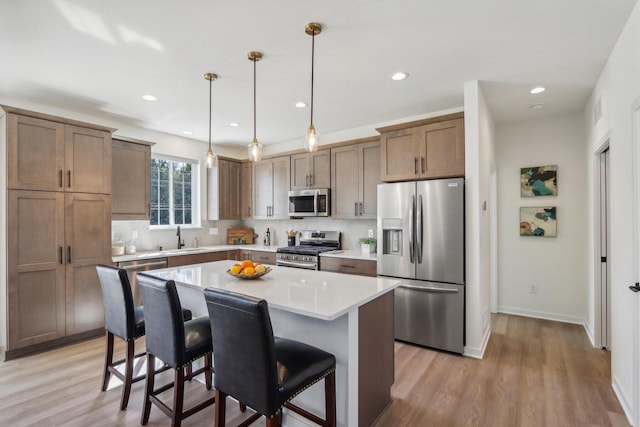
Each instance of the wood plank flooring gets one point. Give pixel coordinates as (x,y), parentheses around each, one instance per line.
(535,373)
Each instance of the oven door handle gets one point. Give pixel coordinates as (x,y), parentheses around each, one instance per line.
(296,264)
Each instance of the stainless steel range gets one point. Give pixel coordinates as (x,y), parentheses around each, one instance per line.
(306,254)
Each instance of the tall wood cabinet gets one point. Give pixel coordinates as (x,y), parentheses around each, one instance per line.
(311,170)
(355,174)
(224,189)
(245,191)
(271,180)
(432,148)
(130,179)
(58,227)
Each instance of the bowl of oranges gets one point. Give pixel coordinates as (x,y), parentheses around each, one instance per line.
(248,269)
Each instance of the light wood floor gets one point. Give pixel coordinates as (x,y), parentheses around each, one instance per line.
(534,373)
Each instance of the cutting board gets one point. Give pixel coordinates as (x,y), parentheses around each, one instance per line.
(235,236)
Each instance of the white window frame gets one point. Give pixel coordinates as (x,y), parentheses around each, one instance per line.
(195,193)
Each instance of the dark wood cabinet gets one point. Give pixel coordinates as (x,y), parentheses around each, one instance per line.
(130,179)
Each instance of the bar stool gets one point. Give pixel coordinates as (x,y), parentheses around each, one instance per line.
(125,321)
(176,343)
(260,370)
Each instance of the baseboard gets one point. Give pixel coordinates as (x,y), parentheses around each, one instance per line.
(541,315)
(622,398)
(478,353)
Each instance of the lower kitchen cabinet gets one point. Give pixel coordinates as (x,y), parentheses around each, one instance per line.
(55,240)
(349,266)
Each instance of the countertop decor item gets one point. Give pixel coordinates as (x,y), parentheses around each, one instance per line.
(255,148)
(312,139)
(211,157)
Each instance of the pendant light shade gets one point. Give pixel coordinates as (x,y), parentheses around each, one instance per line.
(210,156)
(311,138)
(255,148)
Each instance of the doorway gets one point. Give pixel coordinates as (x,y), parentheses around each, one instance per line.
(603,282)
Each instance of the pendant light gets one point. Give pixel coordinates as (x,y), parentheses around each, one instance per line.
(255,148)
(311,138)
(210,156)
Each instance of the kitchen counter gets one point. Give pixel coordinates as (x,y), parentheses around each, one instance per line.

▸ **Task statement**
Pictures in the records above are to be left out of an otherwise exact copy.

▸ **Output of the exercise**
Each instance of the wood plank flooring gets one point. Give pixel coordinates as (x,y), parentheses around each, one instance per line.
(535,373)
Each instance of the oven door handle gets one point. Give pixel coordinates as (x,y), parentheses around each, one instance per line.
(296,264)
Each instance of the stainless steel range gets one point. Give pixel coordinates as (x,y), parentheses around each, one instance per line.
(306,254)
Each instance of the tall wood cabinet gets one point. Give pixel coordinates as (x,y), parentheses around each, one instance per line.
(311,170)
(355,174)
(224,189)
(245,191)
(271,180)
(432,148)
(130,179)
(58,227)
Each instance of the bowl of oranges gets one point. Give pixel coordinates as (x,y), parentheses around each, one instance per line.
(248,269)
Each instance of the light wood floor gets one point. Give pixel coordinates as (x,y), parentheses around each, one instance per line.
(534,373)
Each instance of the cutting board gets one point. Give pixel coordinates as (x,y), parentheses around each, one instance per line.
(235,236)
Each instance of the white window frame gets one point. Give pixel coordinates as (x,y), parentheses around each, one instance per line.
(195,193)
Each instance of the dark wood cabinet gets one point. Give pixel coordinates as (x,y), parentheses around each, one instance per line.
(130,179)
Each instance of the bar stool gets one point. Give pixel coordinates as (x,y), parentheses around each, one instance per line.
(125,321)
(176,343)
(260,370)
Each instance of the baseboard gets one point. Give pixel coordinates as (x,y), parentheses around each, one instance per line.
(541,315)
(622,398)
(478,353)
Each instance of the lower kitchen cabinet gets one point. Give pixel coordinates as (x,y), parentheses around each, one instance per line.
(55,240)
(349,266)
Each instance of the countertop decor item gets one point. Give pixel coordinates as (x,y), parentheses around each, one instance per line.
(255,148)
(312,139)
(211,157)
Each instance of the pendant light shade gets one point. Give pixel coordinates as (x,y), parentheses around each, one instance per line.
(210,156)
(311,138)
(255,148)
Each instance of the doorway gets one point. Give pixel coordinates as (x,y), parentheses around each, one instance per line.
(603,282)
Each instance of the pendant light gets one point. Give pixel coordinates as (x,y), parentheses around each, one instance per line.
(255,148)
(311,138)
(210,156)
Each instance of the kitchen counter gets one point. Give pixel coordinates as (x,y), parentheses around each, one instance per line.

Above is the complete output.